- _PROBLEM TO SOLVE_: Write out the lines from the one containing "Segment tool case handle." to the one containing "127,3,362,243", inclusive, as a numbered list without blank lines.

- _RECORDS SHOWN_:

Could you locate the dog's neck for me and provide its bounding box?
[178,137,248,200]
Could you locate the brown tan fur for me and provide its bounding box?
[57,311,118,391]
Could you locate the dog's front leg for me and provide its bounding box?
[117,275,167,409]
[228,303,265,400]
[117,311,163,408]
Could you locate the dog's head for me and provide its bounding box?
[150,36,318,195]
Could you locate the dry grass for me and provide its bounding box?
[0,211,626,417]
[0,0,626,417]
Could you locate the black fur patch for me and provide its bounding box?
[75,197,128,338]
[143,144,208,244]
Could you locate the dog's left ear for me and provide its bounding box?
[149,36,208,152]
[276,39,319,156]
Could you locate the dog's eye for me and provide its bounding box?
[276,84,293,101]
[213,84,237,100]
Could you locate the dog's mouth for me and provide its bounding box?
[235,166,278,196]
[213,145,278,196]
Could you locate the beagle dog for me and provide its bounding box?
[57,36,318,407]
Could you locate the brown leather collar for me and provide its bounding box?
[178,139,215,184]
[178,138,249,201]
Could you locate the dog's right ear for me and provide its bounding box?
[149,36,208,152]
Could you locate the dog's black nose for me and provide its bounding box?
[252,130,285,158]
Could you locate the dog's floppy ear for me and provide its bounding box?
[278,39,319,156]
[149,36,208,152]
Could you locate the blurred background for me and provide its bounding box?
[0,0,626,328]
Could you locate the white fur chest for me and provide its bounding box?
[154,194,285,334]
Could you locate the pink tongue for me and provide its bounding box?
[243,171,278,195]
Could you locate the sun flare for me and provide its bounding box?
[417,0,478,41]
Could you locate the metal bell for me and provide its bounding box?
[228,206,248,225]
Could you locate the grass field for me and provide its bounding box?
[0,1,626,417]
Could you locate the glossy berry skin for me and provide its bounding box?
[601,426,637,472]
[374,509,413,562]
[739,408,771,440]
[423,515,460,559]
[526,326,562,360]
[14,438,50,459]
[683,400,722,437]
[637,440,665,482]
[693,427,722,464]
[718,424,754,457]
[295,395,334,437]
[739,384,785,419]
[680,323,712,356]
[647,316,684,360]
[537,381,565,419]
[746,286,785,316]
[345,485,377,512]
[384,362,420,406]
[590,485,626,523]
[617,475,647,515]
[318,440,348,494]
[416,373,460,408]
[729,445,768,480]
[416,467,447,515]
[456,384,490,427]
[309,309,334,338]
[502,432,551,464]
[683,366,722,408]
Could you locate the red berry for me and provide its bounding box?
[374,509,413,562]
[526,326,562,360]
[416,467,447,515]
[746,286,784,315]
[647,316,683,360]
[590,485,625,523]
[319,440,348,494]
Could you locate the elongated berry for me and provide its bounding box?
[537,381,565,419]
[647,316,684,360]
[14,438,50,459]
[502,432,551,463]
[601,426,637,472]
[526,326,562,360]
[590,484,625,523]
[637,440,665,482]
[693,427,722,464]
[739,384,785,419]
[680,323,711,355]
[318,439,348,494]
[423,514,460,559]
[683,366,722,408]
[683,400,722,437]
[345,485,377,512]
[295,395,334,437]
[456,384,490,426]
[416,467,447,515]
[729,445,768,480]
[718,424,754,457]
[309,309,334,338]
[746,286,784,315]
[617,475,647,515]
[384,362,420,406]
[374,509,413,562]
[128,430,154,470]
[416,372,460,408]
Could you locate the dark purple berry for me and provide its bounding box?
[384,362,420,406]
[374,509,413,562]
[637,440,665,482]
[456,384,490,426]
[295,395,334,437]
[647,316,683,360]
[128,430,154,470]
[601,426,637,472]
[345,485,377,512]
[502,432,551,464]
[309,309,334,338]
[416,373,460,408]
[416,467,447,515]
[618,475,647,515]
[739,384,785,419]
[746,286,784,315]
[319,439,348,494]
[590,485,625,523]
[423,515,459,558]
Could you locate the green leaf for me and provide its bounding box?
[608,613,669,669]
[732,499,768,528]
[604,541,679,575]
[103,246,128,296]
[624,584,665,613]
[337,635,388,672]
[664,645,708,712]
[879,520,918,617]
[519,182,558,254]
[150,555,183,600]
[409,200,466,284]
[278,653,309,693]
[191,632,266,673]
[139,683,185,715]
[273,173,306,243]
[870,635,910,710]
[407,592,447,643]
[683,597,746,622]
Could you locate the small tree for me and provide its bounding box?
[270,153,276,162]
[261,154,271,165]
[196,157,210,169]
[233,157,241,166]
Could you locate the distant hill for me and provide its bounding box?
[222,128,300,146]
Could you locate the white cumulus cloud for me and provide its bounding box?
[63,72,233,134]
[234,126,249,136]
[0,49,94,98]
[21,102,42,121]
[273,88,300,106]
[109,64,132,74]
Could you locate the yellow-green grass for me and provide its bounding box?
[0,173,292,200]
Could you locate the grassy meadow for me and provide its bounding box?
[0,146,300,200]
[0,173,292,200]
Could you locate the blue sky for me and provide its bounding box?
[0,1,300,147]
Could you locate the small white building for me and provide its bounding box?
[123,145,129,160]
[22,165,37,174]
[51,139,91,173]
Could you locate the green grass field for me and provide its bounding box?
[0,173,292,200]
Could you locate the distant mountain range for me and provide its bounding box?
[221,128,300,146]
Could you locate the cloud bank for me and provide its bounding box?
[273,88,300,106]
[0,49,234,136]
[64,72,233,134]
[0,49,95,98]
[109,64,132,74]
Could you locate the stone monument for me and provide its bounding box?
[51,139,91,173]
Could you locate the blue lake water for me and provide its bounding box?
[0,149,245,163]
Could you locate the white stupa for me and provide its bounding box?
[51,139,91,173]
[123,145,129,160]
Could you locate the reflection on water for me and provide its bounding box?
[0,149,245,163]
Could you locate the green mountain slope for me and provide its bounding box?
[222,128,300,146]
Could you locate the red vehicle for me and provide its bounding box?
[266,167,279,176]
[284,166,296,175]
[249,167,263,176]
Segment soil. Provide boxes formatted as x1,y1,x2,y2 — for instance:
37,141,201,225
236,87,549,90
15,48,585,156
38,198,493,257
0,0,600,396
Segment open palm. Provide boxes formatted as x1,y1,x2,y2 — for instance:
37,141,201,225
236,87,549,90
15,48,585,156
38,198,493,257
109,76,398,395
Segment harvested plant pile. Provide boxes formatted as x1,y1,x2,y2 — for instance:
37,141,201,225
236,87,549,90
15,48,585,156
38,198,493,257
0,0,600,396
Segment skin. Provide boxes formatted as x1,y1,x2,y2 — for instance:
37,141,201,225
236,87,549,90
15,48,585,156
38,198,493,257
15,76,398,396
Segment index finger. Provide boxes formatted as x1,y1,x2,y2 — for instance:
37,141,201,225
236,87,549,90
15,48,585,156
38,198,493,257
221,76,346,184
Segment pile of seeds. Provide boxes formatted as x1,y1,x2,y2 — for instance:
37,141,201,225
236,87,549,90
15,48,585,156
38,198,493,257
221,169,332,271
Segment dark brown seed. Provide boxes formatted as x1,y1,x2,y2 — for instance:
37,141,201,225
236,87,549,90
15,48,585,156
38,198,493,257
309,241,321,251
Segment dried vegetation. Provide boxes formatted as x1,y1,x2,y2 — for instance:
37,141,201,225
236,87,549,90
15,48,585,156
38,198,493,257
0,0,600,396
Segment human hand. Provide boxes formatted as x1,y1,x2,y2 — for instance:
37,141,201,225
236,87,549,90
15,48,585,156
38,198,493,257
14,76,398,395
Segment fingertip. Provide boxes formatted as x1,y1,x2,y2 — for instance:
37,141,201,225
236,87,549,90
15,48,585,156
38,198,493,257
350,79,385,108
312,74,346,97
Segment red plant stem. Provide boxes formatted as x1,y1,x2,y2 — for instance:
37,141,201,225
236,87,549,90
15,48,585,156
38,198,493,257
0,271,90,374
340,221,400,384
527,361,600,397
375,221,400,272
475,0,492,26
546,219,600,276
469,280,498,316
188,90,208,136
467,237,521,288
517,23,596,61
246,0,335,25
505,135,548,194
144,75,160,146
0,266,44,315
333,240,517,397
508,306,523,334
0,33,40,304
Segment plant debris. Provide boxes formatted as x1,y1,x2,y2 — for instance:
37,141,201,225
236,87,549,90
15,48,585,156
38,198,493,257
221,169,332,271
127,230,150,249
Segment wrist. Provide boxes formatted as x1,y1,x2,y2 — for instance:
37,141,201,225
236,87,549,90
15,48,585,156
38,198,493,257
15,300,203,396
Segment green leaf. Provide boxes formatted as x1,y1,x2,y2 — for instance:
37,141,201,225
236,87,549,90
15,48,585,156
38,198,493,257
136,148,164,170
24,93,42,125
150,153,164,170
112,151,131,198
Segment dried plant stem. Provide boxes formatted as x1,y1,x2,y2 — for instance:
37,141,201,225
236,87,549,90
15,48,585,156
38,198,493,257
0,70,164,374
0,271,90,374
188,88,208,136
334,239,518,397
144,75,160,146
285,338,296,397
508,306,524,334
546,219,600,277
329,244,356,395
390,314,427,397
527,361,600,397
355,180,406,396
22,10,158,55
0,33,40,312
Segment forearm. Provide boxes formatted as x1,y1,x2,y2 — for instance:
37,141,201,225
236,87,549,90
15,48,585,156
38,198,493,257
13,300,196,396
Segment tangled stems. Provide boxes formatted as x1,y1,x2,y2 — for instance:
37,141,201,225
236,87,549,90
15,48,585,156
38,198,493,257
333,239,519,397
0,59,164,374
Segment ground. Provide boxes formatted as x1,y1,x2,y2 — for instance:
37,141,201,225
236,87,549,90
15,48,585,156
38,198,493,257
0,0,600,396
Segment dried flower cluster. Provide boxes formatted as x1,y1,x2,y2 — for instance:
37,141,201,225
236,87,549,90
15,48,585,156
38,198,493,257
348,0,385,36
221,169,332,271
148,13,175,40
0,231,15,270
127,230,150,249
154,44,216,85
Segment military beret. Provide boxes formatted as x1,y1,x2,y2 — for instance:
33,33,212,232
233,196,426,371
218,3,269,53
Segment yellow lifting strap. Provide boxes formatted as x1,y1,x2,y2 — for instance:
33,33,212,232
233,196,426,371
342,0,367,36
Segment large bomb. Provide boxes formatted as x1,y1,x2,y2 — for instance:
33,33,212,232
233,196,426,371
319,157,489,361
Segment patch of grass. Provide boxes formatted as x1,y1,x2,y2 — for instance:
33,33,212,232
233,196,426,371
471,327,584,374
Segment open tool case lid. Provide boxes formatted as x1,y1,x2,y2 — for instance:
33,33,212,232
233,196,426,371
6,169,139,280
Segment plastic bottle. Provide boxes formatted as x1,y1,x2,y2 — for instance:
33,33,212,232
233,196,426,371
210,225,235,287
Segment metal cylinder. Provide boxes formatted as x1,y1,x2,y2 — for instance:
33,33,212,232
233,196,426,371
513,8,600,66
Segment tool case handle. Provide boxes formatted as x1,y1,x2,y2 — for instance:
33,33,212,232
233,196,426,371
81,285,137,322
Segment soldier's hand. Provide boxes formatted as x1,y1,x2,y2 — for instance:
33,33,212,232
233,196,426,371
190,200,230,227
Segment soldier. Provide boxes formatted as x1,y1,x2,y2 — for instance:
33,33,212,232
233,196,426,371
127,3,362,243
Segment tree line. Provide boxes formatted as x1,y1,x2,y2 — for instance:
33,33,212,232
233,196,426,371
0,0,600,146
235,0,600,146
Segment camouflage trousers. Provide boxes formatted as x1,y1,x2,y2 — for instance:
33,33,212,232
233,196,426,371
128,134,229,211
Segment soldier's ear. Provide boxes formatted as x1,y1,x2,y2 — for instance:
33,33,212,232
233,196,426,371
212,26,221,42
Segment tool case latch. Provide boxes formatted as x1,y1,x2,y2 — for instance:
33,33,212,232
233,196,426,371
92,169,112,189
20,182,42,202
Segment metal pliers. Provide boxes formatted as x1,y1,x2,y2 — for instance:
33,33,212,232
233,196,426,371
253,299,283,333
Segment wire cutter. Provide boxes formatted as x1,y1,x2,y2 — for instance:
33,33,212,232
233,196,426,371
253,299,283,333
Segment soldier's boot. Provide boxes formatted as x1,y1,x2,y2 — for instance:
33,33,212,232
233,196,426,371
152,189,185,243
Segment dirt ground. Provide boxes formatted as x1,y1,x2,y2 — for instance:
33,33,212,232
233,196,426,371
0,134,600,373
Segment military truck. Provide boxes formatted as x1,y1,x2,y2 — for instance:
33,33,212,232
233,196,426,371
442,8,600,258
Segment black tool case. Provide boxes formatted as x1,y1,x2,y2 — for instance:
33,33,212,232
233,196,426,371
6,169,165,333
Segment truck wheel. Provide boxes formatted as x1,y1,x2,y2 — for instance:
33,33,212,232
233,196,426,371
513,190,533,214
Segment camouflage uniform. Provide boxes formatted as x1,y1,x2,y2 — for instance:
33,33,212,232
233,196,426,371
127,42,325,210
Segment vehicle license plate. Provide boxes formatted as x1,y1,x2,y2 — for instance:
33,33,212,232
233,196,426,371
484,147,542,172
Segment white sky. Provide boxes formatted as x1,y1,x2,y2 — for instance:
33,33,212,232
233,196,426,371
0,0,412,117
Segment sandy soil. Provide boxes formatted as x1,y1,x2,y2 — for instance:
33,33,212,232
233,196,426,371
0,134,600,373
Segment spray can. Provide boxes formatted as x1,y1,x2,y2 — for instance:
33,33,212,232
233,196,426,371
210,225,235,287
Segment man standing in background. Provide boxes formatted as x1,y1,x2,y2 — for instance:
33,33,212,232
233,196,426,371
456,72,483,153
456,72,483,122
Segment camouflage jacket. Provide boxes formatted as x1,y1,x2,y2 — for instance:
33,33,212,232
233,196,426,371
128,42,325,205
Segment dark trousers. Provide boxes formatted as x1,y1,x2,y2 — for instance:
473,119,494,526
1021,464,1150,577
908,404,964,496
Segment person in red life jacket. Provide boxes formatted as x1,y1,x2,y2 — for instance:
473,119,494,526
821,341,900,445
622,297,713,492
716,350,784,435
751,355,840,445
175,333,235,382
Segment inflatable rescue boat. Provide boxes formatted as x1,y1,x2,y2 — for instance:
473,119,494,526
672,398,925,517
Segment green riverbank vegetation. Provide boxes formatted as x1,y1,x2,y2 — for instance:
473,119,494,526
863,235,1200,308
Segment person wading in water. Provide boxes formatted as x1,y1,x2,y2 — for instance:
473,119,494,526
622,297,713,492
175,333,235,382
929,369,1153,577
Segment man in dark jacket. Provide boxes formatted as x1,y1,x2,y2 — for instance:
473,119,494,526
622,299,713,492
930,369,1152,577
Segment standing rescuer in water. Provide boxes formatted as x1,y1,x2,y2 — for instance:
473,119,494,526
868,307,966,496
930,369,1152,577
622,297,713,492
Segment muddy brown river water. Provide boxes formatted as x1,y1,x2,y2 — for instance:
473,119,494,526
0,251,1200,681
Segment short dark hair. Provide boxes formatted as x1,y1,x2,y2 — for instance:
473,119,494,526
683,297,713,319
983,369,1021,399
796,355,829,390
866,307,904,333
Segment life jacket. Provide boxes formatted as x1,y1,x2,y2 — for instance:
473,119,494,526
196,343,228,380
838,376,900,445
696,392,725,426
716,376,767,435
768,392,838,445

- _RESPONSE_:
1. Segment tool case handle. Provide boxes formatted as x1,y1,x2,y2 — for instance:
2. 33,33,212,232
3. 233,196,426,371
4. 81,285,137,322
5. Segment soldier's hand. Provide boxes formatted as x1,y1,x2,y2 — for instance:
6. 33,33,212,232
7. 233,196,426,371
8. 190,200,230,227
9. Segment soldier. Provide boxes formatted as x1,y1,x2,y2 — for instance:
10. 33,33,212,232
11. 233,196,426,371
12. 127,3,362,243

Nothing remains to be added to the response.